::: ENTRIES :::

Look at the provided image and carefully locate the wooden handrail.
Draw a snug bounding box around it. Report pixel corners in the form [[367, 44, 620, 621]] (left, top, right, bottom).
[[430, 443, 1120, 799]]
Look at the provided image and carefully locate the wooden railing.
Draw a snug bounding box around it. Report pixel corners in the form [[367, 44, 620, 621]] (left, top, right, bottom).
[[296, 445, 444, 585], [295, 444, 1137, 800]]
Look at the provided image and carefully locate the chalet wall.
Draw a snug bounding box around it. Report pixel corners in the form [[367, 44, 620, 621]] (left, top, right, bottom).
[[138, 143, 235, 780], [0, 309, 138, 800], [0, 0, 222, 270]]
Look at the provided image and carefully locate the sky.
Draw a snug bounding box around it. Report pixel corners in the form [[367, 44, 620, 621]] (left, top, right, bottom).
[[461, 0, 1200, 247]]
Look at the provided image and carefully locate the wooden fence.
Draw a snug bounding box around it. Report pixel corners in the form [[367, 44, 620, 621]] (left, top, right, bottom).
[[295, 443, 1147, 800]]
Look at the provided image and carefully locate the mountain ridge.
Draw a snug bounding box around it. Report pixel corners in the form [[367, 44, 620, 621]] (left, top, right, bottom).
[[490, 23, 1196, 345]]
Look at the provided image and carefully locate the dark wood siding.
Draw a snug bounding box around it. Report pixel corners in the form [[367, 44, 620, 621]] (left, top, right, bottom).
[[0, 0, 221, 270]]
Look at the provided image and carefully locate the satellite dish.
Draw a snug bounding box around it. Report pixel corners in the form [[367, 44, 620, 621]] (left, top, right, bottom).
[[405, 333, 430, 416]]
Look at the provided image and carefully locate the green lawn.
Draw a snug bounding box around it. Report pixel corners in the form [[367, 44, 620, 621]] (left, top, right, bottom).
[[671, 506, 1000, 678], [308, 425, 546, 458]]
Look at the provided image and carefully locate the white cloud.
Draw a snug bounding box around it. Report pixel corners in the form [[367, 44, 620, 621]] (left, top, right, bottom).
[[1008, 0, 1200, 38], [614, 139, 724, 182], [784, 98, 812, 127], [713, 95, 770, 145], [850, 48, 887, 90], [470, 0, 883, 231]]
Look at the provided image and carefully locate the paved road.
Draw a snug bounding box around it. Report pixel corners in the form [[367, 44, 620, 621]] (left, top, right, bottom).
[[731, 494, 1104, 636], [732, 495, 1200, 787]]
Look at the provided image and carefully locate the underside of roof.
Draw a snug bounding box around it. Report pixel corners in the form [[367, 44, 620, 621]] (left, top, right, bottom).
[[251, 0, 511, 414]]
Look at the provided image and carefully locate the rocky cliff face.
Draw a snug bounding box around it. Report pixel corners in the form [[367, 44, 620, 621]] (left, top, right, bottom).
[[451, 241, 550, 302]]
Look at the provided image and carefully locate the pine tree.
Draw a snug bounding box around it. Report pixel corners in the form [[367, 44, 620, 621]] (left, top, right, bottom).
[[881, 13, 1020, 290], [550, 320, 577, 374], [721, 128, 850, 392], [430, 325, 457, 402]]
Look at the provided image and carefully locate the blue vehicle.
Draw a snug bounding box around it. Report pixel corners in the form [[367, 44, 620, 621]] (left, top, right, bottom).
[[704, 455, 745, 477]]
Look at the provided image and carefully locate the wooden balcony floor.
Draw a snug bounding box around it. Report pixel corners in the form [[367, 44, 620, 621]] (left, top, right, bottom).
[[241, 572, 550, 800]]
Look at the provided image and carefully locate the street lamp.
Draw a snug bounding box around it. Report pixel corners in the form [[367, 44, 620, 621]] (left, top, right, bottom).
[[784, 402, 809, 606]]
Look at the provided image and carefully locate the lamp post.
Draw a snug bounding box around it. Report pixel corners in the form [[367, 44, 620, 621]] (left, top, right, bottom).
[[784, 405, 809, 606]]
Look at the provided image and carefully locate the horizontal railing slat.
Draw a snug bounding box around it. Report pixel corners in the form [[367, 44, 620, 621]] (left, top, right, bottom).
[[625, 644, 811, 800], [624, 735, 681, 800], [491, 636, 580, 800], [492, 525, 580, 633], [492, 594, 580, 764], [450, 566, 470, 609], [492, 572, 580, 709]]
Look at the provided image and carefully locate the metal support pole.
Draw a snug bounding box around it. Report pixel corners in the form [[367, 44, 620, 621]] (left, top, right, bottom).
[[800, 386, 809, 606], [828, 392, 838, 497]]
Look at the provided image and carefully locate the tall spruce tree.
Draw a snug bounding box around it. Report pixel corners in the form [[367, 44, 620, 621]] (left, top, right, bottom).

:::

_SET EXERCISE_
List every line of the entries above that contains the word "wooden".

_RESULT BELOW_
Look at the provided image and carefully locate the wooden handrail.
Look at the provided image and carefully locate the wooden railing.
Look at the provided image and carefully locate the wooden fence.
Look at the provided image and carefully locate the wooden balcony floor.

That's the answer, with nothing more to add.